[What to do] Quote the records that follow in full and exactly; leave out the pictures.

= = = =

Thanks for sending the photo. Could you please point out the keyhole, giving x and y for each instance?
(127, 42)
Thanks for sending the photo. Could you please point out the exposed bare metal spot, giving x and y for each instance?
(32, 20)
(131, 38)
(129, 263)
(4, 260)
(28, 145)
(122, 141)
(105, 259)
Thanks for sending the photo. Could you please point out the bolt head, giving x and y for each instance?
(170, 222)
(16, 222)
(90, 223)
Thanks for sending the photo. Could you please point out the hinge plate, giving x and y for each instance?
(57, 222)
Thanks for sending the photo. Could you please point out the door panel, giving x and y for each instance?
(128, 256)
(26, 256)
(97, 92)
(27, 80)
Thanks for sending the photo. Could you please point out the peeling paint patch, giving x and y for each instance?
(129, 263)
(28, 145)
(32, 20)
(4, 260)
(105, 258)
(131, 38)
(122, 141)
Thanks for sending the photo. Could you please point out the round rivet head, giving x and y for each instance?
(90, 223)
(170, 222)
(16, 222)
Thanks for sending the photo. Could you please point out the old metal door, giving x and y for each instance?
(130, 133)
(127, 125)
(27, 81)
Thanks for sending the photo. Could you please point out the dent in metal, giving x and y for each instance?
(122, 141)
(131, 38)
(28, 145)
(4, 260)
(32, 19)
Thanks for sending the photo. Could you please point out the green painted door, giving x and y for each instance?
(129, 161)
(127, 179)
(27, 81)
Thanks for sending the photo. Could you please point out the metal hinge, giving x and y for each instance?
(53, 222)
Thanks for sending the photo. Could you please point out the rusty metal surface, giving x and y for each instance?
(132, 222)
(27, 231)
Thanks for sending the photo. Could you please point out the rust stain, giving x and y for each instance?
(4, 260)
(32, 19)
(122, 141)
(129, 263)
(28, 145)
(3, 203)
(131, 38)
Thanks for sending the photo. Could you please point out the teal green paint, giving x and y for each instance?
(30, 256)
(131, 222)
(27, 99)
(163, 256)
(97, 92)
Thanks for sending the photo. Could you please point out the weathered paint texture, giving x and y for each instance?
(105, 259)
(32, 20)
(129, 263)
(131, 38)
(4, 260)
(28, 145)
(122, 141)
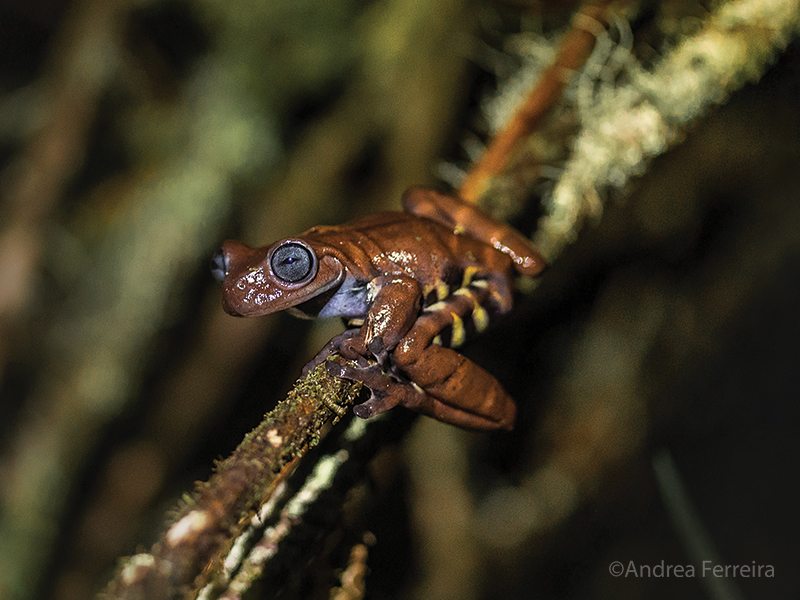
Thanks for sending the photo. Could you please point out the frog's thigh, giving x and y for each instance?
(458, 390)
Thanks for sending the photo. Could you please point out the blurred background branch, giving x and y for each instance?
(137, 135)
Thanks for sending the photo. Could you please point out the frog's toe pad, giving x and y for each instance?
(385, 393)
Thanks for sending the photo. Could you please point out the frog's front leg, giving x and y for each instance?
(393, 311)
(435, 380)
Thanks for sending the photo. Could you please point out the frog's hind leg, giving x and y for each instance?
(464, 217)
(457, 390)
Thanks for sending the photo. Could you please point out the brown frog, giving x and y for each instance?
(411, 286)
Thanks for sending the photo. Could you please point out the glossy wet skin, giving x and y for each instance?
(410, 285)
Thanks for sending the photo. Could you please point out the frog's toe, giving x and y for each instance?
(378, 402)
(377, 348)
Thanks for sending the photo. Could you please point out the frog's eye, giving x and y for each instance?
(292, 262)
(219, 266)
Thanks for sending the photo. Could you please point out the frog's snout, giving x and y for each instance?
(220, 265)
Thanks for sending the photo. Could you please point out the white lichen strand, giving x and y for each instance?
(644, 117)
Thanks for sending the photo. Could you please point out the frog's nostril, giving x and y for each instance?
(219, 266)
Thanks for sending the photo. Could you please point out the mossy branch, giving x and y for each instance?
(191, 551)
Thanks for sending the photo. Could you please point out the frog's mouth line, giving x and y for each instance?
(312, 307)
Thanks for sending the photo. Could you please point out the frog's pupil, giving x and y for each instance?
(292, 262)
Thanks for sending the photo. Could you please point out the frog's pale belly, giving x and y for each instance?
(411, 286)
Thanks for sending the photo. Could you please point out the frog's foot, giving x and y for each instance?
(385, 391)
(336, 345)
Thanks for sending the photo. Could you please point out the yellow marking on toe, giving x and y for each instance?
(439, 306)
(459, 335)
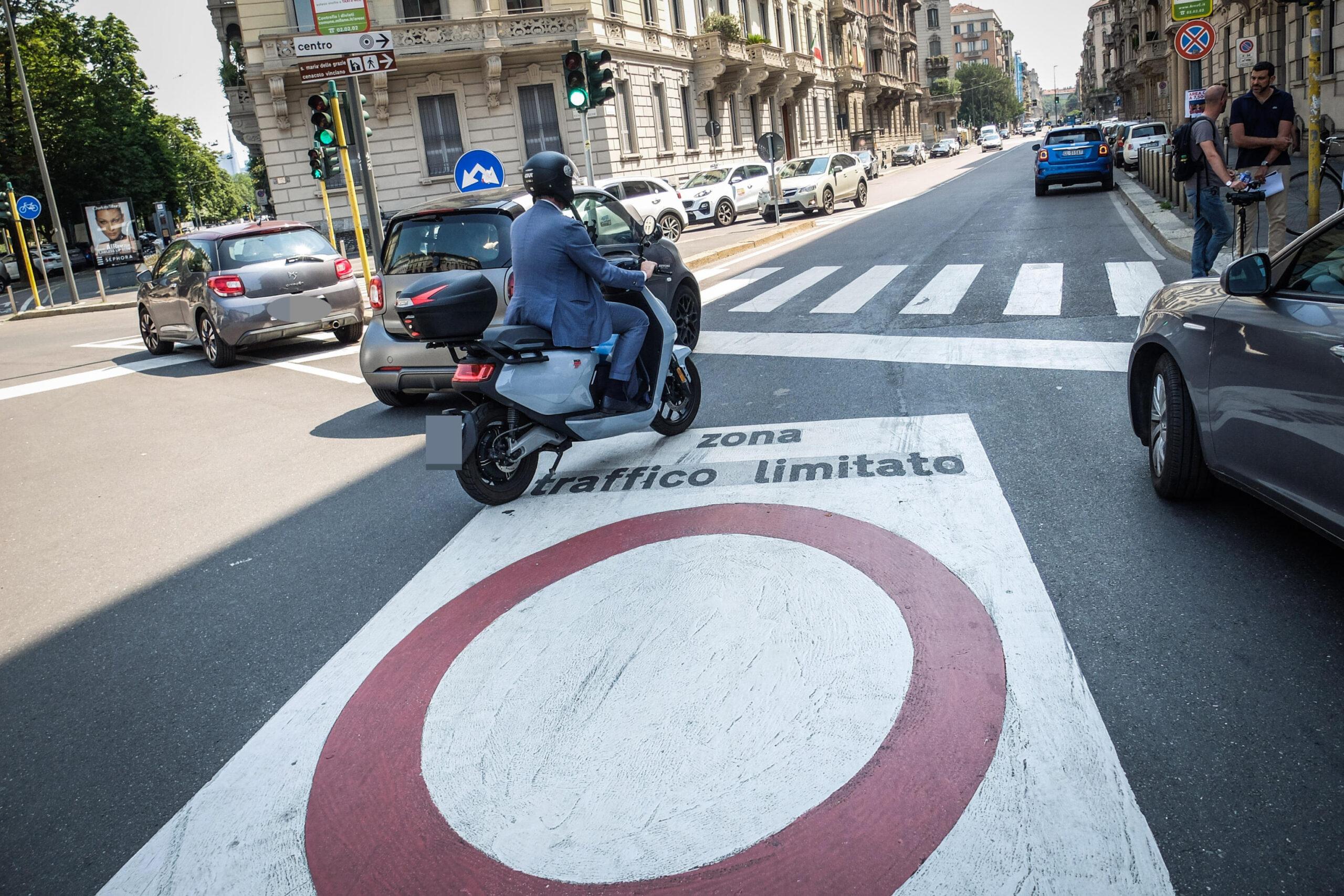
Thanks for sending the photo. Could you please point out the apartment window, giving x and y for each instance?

= = = =

[Your response]
Thanks for sending the photo. Could you please point out the keyhole, giving x and y for each instance?
(127, 42)
Thanks for sending the photo. Could you please point out the exposed bare metal spot, giving x and y for each instance?
(32, 20)
(131, 38)
(129, 263)
(4, 260)
(28, 145)
(122, 141)
(105, 259)
Thanks for sending the photo. Could you please point out the bolt head, giving x and y for each instance?
(170, 222)
(16, 222)
(90, 223)
Thanks for sending the photo. Could you please point out the hinge plate, giving x and y for each instance?
(57, 222)
Thanks for sending the photo. Could you please point out the door panel, giving x and y for each instance?
(128, 256)
(26, 256)
(97, 92)
(27, 80)
Thanks for sending the photo. Could you please point out the peeling paint patch, giving x and y for each instance?
(129, 263)
(28, 145)
(32, 20)
(4, 260)
(105, 258)
(131, 38)
(122, 141)
Thanks for sending the photo. Could you please point out the round rivet head, giving x and y for each instance?
(90, 223)
(170, 222)
(16, 222)
Thanks for sending the photo. Could you please point out the old metal door, giving x and y for each instance?
(130, 133)
(127, 125)
(27, 81)
Thanks for sending the photo. Could you please point out the dent in metal, giving x and y for each instance?
(122, 141)
(131, 38)
(28, 145)
(4, 260)
(32, 19)
Thanks for sending the photo. Could you please point out the green painted door, giving x and y for each instance?
(129, 161)
(127, 179)
(27, 81)
Thanks for sending the photo. Could you please point out the metal hinge, giving x and y for each instance?
(53, 222)
Thanks for sending the photo. Could you please point out the rusty metal surface, giving x and y for each instance?
(132, 222)
(27, 231)
Thanks for sending the photo. Could you please point out the rust stain, giving x and y for each instance?
(4, 260)
(32, 19)
(122, 141)
(129, 263)
(28, 145)
(3, 203)
(131, 38)
Thanks for sending the photo. Could you please point out the teal green paint, giving x and y for each instance?
(30, 256)
(131, 222)
(27, 99)
(163, 256)
(97, 92)
Thanks for sending the photo. Could you please point out the weathered paint texture, giving x and y for each instance?
(105, 259)
(32, 20)
(129, 263)
(131, 38)
(4, 260)
(28, 145)
(122, 141)
Thanks for sending the photo. Could you please point out the frog's thigh, giving x and y for each instance?
(458, 390)
Thanks for sending the photo. Could you please point out the blurred background branch, giving x and y for each instance?
(137, 135)
Thanks for sending the photo. Could you please point out the frog's toe pad, giving x and y for each instance?
(385, 393)
Thanks for sending the photo. Could you please point out the frog's front leg, giving x and y for each instance?
(393, 311)
(435, 380)
Thanks for sending the photo. Could you please point out the frog's hind leg, giving x and y for each instance?
(464, 217)
(457, 390)
Thanks for sending the photo. Could you please point out the brown frog, giving x and y for each instance?
(411, 286)
Thanks for sending the photo. Could you please point out the glossy wet skin, giving x and y for each instance?
(410, 285)
Thanks for sending the photo. Could you please point out the frog's toe, giving x and y for each instance?
(378, 402)
(377, 348)
Thanks for sending the photo. Could you please point out the frog's eye, giving x and y for each instance?
(292, 262)
(219, 266)
Thanks for sending the photo. Could you please point out the frog's snout, giving x and y for each instance?
(220, 265)
Thanks for sending the photo. Could you please point out the white lichen strand, giving x and y for each instance?
(644, 117)
Thanks for sending the photo. Could you please point out the frog's nostril, giving x and y for each instance?
(219, 266)
Thanks for sending the photo. Could you please point out the mossy branch, giving x and y for each instance?
(191, 551)
Thanks for sending the photo. Could you please point out the frog's mouth line, giving x and y for each instance?
(312, 307)
Thanks for sending the photo. Could you please point out the frog's pupil, giving x and y for each instance?
(292, 262)
Thanks for sending the photo. Could you please point out the frog's pale belly, giving x and y for each instance?
(411, 286)
Thanks for sending the photo. Could you please point out the frog's foot, giving x and y for each instance?
(385, 391)
(336, 345)
Thanks for sending the photo. Could you please point out the yellow marking on toe, giving x and y for each instance?
(439, 306)
(459, 335)
Thanks for sending the photo. Could you please point out the apartment window, giving x and y for each instance?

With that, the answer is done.